BEGIN AVAILABLE DATA
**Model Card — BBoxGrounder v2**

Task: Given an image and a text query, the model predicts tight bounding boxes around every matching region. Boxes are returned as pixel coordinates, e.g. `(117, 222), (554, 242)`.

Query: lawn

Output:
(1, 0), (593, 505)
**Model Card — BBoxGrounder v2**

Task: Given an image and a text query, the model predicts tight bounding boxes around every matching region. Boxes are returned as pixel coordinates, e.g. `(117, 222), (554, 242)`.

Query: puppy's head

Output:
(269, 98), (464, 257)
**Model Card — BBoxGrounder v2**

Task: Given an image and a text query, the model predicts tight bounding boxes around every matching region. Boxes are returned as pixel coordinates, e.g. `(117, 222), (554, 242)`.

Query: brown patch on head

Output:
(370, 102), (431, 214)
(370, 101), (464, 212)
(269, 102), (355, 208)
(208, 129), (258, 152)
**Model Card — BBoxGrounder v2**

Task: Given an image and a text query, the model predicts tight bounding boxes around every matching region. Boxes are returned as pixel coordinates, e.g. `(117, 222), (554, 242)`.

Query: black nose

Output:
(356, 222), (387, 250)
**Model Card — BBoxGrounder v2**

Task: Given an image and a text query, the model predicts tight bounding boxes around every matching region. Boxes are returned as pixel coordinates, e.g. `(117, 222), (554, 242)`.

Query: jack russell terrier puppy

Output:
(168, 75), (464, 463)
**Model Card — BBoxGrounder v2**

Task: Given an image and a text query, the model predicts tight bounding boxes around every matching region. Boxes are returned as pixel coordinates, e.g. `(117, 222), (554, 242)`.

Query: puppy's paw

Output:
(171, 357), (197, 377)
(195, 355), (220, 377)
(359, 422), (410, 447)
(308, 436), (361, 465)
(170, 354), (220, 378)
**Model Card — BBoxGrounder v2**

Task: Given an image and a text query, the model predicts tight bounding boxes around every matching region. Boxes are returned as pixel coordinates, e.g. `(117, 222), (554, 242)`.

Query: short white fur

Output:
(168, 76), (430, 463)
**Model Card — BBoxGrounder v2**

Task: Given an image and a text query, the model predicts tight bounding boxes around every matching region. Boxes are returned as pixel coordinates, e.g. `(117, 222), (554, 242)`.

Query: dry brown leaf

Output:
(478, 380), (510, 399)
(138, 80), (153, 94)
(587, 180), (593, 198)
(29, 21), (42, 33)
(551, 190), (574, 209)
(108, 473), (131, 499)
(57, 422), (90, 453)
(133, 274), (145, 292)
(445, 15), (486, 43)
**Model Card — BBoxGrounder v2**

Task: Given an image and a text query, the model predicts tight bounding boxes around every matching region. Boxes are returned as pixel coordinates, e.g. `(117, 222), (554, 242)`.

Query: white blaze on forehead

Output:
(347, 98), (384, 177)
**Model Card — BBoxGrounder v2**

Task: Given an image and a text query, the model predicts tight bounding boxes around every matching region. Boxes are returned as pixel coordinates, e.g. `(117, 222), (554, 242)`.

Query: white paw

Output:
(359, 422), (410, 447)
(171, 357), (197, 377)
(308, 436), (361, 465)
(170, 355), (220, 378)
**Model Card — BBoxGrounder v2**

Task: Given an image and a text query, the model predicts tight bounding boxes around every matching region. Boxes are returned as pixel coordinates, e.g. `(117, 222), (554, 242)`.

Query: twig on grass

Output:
END AVAILABLE DATA
**YOUR TASK:** Could you repeat all of the material above exactly?

**RESPONSE TO THE TASK:**
**Model Card — BBoxGrounder v2**

Task: Given an image and a text query, the model predicts tight bounding boxes around every matching region. Boxes are returned as pixel coordinates, e.g. `(117, 222), (554, 242)`.

Query: lawn

Output:
(1, 0), (593, 505)
**Model Card — BBoxGrounder v2**

Task: Given an image and a text query, the model predicts tight bounding boxes around every matching region. Boxes are returned as pixel coordinates, e.g. `(117, 222), (554, 242)`.

Query: puppy's head

Output:
(269, 98), (464, 257)
**Model Card — BBoxGrounder v2**

Task: Given an image and a text query, the model predicts tight bounding boxes around every matching region. Boxes are returned as pixel coordinates, e.g. `(117, 222), (554, 242)`.

Query: brown patch on head

Output:
(370, 102), (431, 214)
(370, 101), (464, 212)
(269, 102), (355, 208)
(208, 129), (258, 152)
**Model Card — BBoxGrounder v2**

Task: Given an image and a text query, the model predicts tight bounding boxes around every matching region. Boxes are returned as pixel coordinates, e.g. `(117, 222), (554, 242)`.

Query: black nose

Output:
(356, 222), (387, 250)
**Model Card — BBoxGrounder v2**

Task: Given an image and a text query, the model predicts tight bounding boxes around every matching region. Boxes are returned as pixel coordinates, e.g. `(117, 222), (554, 242)`.

Query: jack russell terrier puppy

Output:
(168, 75), (464, 463)
**Model Card — BBoxGrounder v2**

Task: Given an image and a text query, the model predicts tight bounding boxes around every matching region. Boxes are returned as pixel coordinates, e.g. `(117, 222), (554, 242)`.

Query: puppy's paw

Output:
(171, 357), (197, 377)
(195, 355), (220, 377)
(359, 422), (410, 447)
(308, 436), (361, 465)
(170, 354), (220, 378)
**Model Card — BBoxGrounder v2**

Task: Given an image and a text query, the model predicts tight bounding boxes around every matching region. Boxes are returned as pixel coordinates, e.g. `(117, 222), (554, 242)`.

Query: short white fur

Output:
(168, 76), (430, 463)
**Model Card — BBoxGrounder v2**

Task: Given an image and a text query, the model predicts tight bounding boxes around every matching region. Boxes are returned as pixel coordinates, e.g. `(117, 222), (554, 242)`.

Query: dry brown leaf

Output:
(478, 380), (510, 399)
(138, 80), (153, 94)
(587, 180), (593, 198)
(29, 21), (42, 33)
(551, 190), (574, 209)
(108, 473), (131, 499)
(57, 422), (90, 453)
(133, 274), (145, 292)
(445, 15), (486, 43)
**Model Card — BBoxGrounder v2**

Task: Given an image and a text query, the model predicts tight bounding boxes around every matching region. Boxes are returned as pixel coordinates, e.g. `(117, 222), (554, 242)`.

Query: white blaze on forehead

Output:
(347, 98), (384, 177)
**Model Card — BBoxGrounder v2**

Task: Given an image and a text query, the model predicts tight bounding boxes around every matching region. Boxes are returned as pixel coordinates, e.g. `(117, 222), (554, 242)`.

Query: white paw

Output:
(359, 422), (410, 447)
(171, 357), (197, 377)
(308, 436), (361, 465)
(170, 355), (220, 378)
**Model Card — BBoxGrounder v2**

Task: Given an image and a text query, the model predicts tight bounding boxes around every matching region. Boxes are returned as pixel coordinates, e.g. `(117, 222), (554, 242)`.

Query: twig on grass

Output:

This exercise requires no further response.